== Given passage ==
+++++

SALISBURY: At the simplest level we manage money for our clients. About 2.7 trillion dollars of assets today. Three main client segments. Institutional clients, our own private wealth clients, and then third-party wealth clients where we manage money on behalf of other wealth managers distribution partners. Those are the three main segments within institutional. We manage money on behalf of pensions, endowments, insurance companies, sovereign wealth funds. So that’s essentially what we do from a client segmentation perspective and we do that globally — US, Europe, and Asia.

In terms of the investing side of the business, we really are somewhat unique in that we cover the full range of products.

RITHOLTZ: Meaning both public and alternatives.

SALISBURY: Yes, and really even within that, the full range. So everything from money market funds, core fixed income, high yield, fundamental equity, quant equity, and then the full range of alternatives both direct and indirect. We have a business where we invest in other people’s private equity funds, private credit funds, and then we have a series of direct investment strategies. Private equity, growth equity, credit, real estate, infrastructure, sustainability, life sciences.

So what we find, and then of course we have a multi-asset solutions business where we talk to clients about the entirety of their portfolio, their strategic asset allocation models. So what we find is with our clients increasingly they don’t want to just be pitched on a product or pitched on a single idea. It’s like what do I do, how do I address my needs, what are my liability structures, how do I make long-term investment decisions, and then how do I execute upon that overall advice through these individual investment opportunities.

RITHOLTZ: So that sounds like a substantial menu of options that can be fairly customized for each individual client regardless family office, high net worth individual —

SALISBURY: Yes.

RITHOLTZ: — or one of the institutions.

SALISBURY: Yes.

+++++

(Location identification entries)
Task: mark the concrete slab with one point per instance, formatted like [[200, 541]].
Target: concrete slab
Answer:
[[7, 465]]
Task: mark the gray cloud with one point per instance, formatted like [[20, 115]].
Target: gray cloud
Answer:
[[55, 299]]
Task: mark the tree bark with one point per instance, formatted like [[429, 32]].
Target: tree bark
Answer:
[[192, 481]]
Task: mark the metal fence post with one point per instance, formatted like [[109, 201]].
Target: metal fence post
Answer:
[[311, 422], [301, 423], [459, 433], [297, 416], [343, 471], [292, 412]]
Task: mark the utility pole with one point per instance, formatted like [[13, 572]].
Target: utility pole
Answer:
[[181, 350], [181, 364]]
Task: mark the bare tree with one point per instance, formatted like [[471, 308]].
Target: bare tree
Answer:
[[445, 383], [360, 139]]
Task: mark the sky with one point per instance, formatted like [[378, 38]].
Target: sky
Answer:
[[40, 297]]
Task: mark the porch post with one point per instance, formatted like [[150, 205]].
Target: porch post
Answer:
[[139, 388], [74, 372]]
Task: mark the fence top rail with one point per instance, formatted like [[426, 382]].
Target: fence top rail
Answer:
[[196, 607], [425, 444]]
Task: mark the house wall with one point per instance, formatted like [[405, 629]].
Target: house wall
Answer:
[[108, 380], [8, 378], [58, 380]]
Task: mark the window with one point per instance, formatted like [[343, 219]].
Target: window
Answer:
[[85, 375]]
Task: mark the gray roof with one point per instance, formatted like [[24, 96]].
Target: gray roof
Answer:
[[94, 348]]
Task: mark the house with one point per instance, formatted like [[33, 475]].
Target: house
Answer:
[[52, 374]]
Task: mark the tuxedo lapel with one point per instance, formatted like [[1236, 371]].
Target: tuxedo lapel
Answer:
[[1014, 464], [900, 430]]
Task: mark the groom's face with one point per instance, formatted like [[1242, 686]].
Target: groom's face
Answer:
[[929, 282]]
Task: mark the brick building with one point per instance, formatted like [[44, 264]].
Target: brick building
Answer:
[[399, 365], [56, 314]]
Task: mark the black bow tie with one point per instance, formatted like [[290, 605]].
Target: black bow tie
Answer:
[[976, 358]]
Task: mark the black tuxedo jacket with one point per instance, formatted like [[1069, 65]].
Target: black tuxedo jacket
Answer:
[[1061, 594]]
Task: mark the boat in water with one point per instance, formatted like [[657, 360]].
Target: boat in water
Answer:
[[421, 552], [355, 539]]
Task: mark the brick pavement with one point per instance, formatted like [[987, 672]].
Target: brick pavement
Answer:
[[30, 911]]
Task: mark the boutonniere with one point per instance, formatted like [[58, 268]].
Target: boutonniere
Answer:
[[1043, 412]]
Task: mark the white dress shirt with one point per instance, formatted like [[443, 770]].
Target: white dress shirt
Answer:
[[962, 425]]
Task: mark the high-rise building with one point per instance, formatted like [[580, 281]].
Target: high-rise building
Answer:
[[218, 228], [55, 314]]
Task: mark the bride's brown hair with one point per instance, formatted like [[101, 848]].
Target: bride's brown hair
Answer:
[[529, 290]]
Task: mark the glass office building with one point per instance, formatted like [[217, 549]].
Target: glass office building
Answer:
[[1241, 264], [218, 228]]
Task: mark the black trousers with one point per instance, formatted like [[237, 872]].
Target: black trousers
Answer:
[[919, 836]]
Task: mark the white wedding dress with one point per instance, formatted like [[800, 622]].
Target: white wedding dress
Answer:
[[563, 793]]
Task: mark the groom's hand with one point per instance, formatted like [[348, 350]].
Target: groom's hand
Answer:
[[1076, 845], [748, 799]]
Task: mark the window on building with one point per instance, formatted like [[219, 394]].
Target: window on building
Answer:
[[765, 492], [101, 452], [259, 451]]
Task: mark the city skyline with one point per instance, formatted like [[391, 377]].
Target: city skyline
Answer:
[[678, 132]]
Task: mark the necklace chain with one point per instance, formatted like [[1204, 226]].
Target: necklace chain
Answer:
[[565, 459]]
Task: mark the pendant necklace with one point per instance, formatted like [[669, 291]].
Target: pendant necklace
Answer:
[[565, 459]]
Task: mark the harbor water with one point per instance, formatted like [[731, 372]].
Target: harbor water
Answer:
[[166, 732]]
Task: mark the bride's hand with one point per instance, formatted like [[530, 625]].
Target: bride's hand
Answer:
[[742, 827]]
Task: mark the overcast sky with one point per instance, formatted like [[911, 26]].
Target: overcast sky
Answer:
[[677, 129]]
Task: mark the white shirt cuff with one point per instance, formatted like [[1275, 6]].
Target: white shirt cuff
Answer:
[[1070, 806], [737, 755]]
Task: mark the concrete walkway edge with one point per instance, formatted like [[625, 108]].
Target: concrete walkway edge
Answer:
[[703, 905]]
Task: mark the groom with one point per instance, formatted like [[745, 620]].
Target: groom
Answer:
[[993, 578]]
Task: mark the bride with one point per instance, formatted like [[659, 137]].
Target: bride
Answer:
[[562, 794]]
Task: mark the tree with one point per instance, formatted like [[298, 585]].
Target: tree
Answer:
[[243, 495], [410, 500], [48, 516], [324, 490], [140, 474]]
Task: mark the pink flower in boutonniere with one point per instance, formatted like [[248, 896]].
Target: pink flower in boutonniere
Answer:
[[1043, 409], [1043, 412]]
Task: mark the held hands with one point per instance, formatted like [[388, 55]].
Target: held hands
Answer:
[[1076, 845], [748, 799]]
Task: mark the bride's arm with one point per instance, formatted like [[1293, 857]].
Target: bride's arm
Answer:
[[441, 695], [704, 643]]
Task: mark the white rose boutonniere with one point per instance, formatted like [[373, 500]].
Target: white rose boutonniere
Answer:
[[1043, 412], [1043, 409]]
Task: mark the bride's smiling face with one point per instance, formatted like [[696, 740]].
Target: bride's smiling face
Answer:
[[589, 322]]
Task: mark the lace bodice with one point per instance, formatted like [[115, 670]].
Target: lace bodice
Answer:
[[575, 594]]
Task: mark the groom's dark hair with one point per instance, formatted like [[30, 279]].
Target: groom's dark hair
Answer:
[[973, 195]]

+++++

== Your tasks ==
A. According to the interview excerpt, roughly how much in assets does Salisbury's firm manage today?
B. Transcribe the listing verbatim, from its first line up to and including the line containing "[[40, 297]]".

== Correct answers ==
A. About 2.7 trillion dollars.

B.
Task: mark the concrete slab with one point per instance, formatted like [[200, 541]].
Target: concrete slab
Answer:
[[7, 465]]
Task: mark the gray cloud with one point per instance, formatted like [[20, 115]].
Target: gray cloud
Answer:
[[55, 299]]
Task: mark the tree bark with one point per instance, formatted like [[429, 32]].
Target: tree bark
Answer:
[[192, 481]]
Task: mark the metal fence post with one point per instance, formatted like [[109, 201]].
Target: metal fence post
Answer:
[[311, 422], [301, 423], [459, 433], [297, 416], [343, 471], [292, 412]]
Task: mark the utility pole with one point per instance, formatted like [[13, 572]].
Target: utility pole
Answer:
[[181, 350], [181, 364]]
Task: mark the bare tree with one point per instance, formatted like [[471, 308]].
Target: bare tree
Answer:
[[445, 383], [360, 139]]
Task: mark the sky with one point per instance, formatted like [[378, 38]].
Target: sky
Answer:
[[40, 297]]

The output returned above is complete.